* Instructions for the task:
Retype every one of the following items line for line, changing nothing.

## BEGIN

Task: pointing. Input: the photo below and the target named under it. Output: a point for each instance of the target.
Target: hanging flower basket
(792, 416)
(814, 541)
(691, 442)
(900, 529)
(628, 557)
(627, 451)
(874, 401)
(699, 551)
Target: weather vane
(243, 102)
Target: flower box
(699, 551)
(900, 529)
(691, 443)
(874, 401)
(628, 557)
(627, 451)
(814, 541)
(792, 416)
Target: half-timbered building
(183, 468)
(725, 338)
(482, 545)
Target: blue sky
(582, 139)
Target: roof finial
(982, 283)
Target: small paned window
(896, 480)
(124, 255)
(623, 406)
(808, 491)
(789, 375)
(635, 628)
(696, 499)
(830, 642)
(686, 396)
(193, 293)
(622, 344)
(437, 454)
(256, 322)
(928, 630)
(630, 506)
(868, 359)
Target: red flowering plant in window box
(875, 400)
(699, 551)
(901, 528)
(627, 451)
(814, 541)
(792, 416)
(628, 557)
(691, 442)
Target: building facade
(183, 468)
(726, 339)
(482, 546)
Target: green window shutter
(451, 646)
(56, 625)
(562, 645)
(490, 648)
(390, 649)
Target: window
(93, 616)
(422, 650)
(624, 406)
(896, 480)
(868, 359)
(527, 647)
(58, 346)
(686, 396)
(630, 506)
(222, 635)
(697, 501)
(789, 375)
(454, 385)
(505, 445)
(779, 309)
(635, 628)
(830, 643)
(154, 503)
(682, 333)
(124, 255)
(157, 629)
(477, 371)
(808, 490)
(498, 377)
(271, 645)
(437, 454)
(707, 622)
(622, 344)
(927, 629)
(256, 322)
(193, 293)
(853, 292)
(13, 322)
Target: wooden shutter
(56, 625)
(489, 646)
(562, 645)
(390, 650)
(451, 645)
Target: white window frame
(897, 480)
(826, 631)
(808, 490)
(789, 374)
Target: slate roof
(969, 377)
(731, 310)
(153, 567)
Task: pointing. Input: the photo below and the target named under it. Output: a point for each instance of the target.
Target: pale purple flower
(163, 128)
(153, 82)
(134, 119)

## END

* Worked solution:
Task: pointing. Input: the photo below and the target named under it. Output: a point for each instance of the target.
Target: hanging flower basket
(792, 416)
(814, 541)
(691, 442)
(900, 529)
(628, 557)
(627, 451)
(874, 401)
(699, 551)
Target: weather vane
(243, 102)
Target: flower box
(699, 551)
(900, 529)
(691, 443)
(874, 401)
(628, 557)
(627, 451)
(814, 541)
(792, 416)
Target: half-timbered building
(183, 468)
(725, 338)
(482, 545)
Target: blue sky
(582, 139)
Target: roof finial
(982, 283)
Target: small paned window
(896, 480)
(124, 255)
(623, 406)
(808, 491)
(789, 375)
(635, 628)
(696, 499)
(830, 642)
(686, 396)
(193, 293)
(622, 344)
(437, 454)
(256, 322)
(928, 630)
(630, 506)
(868, 359)
Target: red flowering plant in window box
(875, 400)
(699, 551)
(901, 528)
(627, 451)
(814, 541)
(792, 416)
(628, 557)
(691, 442)
Target: building facade
(183, 468)
(726, 339)
(482, 546)
Target: green window shutter
(451, 646)
(56, 625)
(562, 645)
(490, 648)
(390, 649)
Target: window
(93, 616)
(422, 650)
(624, 406)
(896, 480)
(868, 359)
(527, 647)
(58, 346)
(686, 396)
(630, 506)
(222, 635)
(697, 501)
(789, 375)
(454, 385)
(505, 445)
(779, 309)
(635, 628)
(830, 643)
(154, 503)
(682, 333)
(124, 255)
(157, 629)
(477, 371)
(808, 490)
(498, 377)
(271, 645)
(437, 454)
(707, 622)
(622, 344)
(927, 629)
(256, 322)
(193, 293)
(853, 292)
(13, 322)
Target: wooden shutter
(56, 625)
(489, 646)
(562, 645)
(390, 650)
(451, 645)
Target: white window frame
(897, 480)
(826, 631)
(808, 490)
(789, 374)
Target: slate roof
(969, 377)
(731, 310)
(153, 567)
Task: pointing. Input: the photo below and the target named under it. Output: a point for each instance of the target.
Target: pale purple flower
(163, 128)
(153, 82)
(134, 119)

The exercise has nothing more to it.